──────── Available records ────────

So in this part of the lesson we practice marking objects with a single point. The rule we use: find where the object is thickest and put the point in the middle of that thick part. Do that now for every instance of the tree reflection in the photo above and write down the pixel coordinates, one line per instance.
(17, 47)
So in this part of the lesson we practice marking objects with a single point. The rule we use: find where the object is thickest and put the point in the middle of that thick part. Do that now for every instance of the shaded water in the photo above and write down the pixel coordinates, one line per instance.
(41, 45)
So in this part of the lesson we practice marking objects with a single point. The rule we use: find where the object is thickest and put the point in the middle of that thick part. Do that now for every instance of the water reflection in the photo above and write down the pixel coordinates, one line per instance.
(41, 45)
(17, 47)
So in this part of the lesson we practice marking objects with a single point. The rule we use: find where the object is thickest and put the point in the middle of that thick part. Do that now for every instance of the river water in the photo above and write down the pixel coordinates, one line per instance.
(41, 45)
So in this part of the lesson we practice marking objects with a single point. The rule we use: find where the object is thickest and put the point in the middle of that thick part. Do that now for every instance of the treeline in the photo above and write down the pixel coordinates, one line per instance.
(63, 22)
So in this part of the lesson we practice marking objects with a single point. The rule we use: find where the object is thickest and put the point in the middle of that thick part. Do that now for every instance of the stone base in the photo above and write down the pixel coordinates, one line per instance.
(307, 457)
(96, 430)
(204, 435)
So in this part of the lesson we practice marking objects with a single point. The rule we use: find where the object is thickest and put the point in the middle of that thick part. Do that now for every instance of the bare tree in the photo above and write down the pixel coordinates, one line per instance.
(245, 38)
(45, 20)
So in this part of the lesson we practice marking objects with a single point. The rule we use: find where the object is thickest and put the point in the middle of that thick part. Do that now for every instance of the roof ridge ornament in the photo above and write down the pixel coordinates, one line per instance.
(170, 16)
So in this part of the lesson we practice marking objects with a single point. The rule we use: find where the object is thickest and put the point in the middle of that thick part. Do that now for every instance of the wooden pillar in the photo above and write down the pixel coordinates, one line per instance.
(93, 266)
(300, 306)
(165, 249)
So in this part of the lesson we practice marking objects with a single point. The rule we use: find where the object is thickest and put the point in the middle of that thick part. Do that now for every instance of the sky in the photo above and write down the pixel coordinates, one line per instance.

────────

Exercise directions>
Starting at the line that has "of the wooden" and running through the end of the material, write out every line again, requests included, and add -100 to each number in the point coordinates.

Written response>
So in this part of the lesson we practice marking objects with a single point. The rule we use: find where the object is thickest and put the point in the middle of that thick part. Do that now for every instance of the wooden pillar in the photo above and write down the pixel coordinates, one line per instance.
(-7, 166)
(200, 206)
(65, 149)
So in this part of the lesson we practice marking objects with a single point. The rule we use: find where the object is thickest and put the point in the middle of that thick part. Do that now for every instance of the sky in the photo above and write down the pixel coordinates, one line per instance.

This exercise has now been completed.